## [THE EXERCISE]
Can you convert the records below into a two-column CSV with one row per record? Put each record's text under the header "record" and its answer under "answer", each in a single quoted field with line breaks replaced by spaces.
Start of STORED RECORDS
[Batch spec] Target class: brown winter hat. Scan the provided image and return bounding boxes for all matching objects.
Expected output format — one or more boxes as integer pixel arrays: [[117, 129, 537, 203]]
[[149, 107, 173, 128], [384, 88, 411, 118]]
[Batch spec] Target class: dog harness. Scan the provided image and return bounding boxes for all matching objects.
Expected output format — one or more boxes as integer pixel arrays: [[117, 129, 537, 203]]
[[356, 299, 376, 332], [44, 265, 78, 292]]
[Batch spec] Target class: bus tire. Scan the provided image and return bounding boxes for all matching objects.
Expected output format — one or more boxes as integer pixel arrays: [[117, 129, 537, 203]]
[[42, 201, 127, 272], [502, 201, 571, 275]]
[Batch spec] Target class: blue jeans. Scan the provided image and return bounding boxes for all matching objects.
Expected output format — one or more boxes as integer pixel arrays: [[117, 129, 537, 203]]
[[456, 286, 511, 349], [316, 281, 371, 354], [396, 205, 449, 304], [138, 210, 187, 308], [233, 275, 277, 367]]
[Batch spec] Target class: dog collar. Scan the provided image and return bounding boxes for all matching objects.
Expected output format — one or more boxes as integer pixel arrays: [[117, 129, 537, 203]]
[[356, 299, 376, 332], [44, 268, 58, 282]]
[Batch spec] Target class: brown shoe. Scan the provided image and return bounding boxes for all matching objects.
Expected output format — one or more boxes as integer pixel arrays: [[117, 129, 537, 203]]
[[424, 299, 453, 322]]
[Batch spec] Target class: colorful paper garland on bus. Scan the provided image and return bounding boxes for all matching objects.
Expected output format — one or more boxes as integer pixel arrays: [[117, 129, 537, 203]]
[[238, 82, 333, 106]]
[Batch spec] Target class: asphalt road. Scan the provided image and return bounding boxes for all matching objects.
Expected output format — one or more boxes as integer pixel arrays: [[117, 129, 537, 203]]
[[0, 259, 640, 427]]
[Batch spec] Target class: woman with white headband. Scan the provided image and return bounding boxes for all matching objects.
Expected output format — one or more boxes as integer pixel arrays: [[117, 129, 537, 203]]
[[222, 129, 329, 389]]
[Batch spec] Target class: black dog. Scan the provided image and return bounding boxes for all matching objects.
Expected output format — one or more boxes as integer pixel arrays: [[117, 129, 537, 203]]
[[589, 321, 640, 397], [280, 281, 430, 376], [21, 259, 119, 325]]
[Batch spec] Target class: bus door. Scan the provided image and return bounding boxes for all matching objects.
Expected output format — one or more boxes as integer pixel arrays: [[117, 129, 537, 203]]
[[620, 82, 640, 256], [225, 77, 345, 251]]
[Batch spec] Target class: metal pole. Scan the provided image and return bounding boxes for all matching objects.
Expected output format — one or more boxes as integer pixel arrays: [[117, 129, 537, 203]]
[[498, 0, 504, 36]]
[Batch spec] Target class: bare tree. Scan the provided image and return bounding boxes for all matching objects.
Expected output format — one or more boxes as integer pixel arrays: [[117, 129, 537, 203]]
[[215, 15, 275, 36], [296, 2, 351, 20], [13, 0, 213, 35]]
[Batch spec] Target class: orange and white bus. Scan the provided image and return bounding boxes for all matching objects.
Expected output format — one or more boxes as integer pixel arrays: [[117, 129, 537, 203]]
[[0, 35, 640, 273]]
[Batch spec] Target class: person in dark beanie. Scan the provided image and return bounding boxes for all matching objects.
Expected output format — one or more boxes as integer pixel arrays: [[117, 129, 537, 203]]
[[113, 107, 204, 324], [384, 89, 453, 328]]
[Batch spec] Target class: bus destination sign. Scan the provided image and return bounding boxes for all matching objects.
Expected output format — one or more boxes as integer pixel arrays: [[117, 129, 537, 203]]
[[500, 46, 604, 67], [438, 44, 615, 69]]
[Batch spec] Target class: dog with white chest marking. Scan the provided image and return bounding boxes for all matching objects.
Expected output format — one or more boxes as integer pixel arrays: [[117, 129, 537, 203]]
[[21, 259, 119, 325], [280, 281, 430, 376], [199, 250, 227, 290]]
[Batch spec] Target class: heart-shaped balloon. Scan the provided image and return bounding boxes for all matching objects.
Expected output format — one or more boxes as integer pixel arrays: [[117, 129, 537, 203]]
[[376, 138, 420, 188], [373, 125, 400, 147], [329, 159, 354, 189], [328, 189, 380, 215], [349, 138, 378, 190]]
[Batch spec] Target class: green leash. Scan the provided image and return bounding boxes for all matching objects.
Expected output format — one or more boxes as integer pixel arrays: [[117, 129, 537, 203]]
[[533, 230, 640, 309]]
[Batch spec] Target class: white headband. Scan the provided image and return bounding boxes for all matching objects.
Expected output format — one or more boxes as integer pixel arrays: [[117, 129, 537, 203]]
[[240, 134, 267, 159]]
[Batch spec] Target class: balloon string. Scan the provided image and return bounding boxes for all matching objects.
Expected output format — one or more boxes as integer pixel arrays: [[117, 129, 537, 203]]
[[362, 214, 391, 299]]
End of STORED RECORDS
## [EXERCISE RESPONSE]
record,answer
"[Batch spec] Target class: brown winter hat. Scan the provided image and return bounding boxes for all matching objects. Expected output format — one or more boxes as integer pixel arrays: [[117, 129, 537, 203]]","[[149, 107, 173, 128], [384, 88, 411, 118]]"
"[Batch spec] Target class: dog harness. Scan the provided image and return bounding boxes for all matching objects. Expected output format — one or more boxes as integer pixel arrays: [[117, 129, 537, 203]]","[[356, 299, 376, 332], [44, 265, 78, 292]]"
"[Batch spec] Target class: bus tire. Scan the provided image and return bounding boxes for all matching objects. Expected output format — one or more boxes as integer pixel arrays: [[117, 129, 537, 203]]","[[42, 201, 127, 272], [502, 201, 571, 275]]"
"[Batch spec] Target class: blue jeans. Scan the provided image and return bounding boxes for all matching objects. Expected output format — one or more boxes as integer pixel arrays: [[117, 129, 537, 203]]","[[456, 286, 511, 349], [316, 281, 371, 354], [396, 205, 449, 304], [138, 210, 187, 308], [233, 275, 277, 367]]"
"[Batch spec] Target class: dog collar. Scan the provided image and return bounding boxes for all matching objects. Expected output format — one or more boxes as integer pixel arrays: [[117, 129, 537, 203]]","[[356, 299, 376, 332], [44, 268, 58, 282]]"
"[Batch spec] Target class: brown shoe. Scan the provided image and return bounding boxes for all matching objects. Expected output format — one or more boxes as integer pixel arrays: [[117, 129, 537, 203]]","[[424, 299, 453, 322]]"
"[Batch spec] Target class: colorful paper garland on bus. Scan the provided image and return bounding boxes for all matching objects. Expected output format — one or more boxes as integer pixel arrays: [[117, 129, 537, 203]]","[[238, 82, 333, 106]]"
"[Batch spec] Target class: asphalt road. Scan the provided image and return bounding boxes for all matching objects. Expected output format — one or more boxes as integer pixel arrays: [[117, 129, 537, 203]]","[[0, 259, 640, 427]]"
"[Batch spec] Target class: woman with white headband. Scan the provided image and return bounding boxes for all matching objects. Expected output format — one or more boxes as integer pixel arrays: [[117, 129, 537, 203]]","[[222, 129, 329, 389]]"
"[Batch spec] Target class: black dog. Scan the provided image and return bounding boxes for all matching objects. Expected output format — one or more boxes as integer pixel arrays: [[117, 129, 537, 203]]","[[589, 321, 640, 397], [280, 281, 430, 376], [21, 259, 119, 325]]"
"[Batch spec] Target class: bus door. Scan the provided image and return bounding boxes for all matching objects. Expected output format — one or more boxes as integer pixel arrays: [[117, 129, 537, 203]]","[[620, 82, 640, 256], [225, 77, 345, 251]]"
"[Batch spec] Target class: metal pole. Scan the provided image and return bounding boxes for all matching objects. Expected output format — one or more boxes as integer pixel arrays: [[117, 129, 537, 203]]","[[498, 0, 504, 36]]"
"[Batch spec] Target class: bare tree. Scan the provided image and return bounding boxes for all matching objects. Expected output format — one or more boxes as integer pixel arrays: [[117, 129, 537, 203]]","[[215, 15, 275, 36], [296, 2, 351, 20], [13, 0, 213, 35]]"
"[Batch spec] Target class: orange and white bus. Scan the provided image and return bounding boxes for all matching objects. Expected output format — one or more boxes as integer pixel arrays: [[117, 129, 537, 203]]","[[0, 35, 640, 273]]"
"[Batch spec] Target class: person in dark beanie. Scan the provided image and return bounding boxes for all matching objects. Expected output format — one or more boxes as integer pixel arrays: [[117, 129, 537, 203]]","[[113, 107, 204, 324], [384, 89, 453, 328]]"
"[Batch spec] Target class: bus destination sign. Scan the provided image and return bounding boxes for all matching objects. Expected output format — one or more boxes as integer pixel arrays: [[117, 129, 537, 203]]","[[500, 46, 604, 67], [438, 44, 615, 69]]"
"[Batch spec] Target class: dog with white chest marking. Scan the provided image and return bounding boxes for all matching objects. Expected output format — one or more boxes as integer pixel arrays: [[117, 129, 537, 203]]","[[21, 259, 119, 325], [280, 281, 430, 376], [199, 250, 227, 290]]"
"[Batch spec] Target class: heart-shaped balloon. Scan the provided image and return bounding boxes for all matching objects. Expected output format — one or more boxes as integer pixel arrays: [[117, 129, 537, 203]]","[[376, 138, 420, 188], [373, 125, 400, 147], [329, 159, 354, 189], [328, 189, 380, 215], [349, 138, 378, 190]]"
"[Batch spec] Target class: green leash. Scan the provided image and return bounding boxes for all matching objects. Expected output format — one or more boxes as integer pixel arrays: [[117, 129, 537, 203]]","[[533, 230, 640, 309]]"
"[Batch spec] Target class: white headband. Scan the provided image and return bounding boxes for all matching objects. Expected output format — one or more boxes as integer pixel arrays: [[117, 129, 537, 203]]","[[240, 134, 267, 159]]"
"[Batch spec] Target class: balloon string. Scan the provided image and return bounding boxes for all matching objects. Expected output format — one or more boxes as integer pixel arrays: [[117, 129, 537, 203]]","[[362, 214, 391, 299]]"